Stored dataset items
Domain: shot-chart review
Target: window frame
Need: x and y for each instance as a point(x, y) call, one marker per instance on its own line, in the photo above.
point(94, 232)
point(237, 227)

> SHORT TASK
Write these lines out as a JSON list of strings, with one string per line and any blank lines omitted.

> COMPLETE RESPONSE
[
  "Domain: shot-chart review",
  "Target: window frame",
  "Need: x and y for each instance as a point(x, y) call, one marker per instance on its own line, in the photo above.",
  "point(94, 232)",
  "point(237, 227)"
]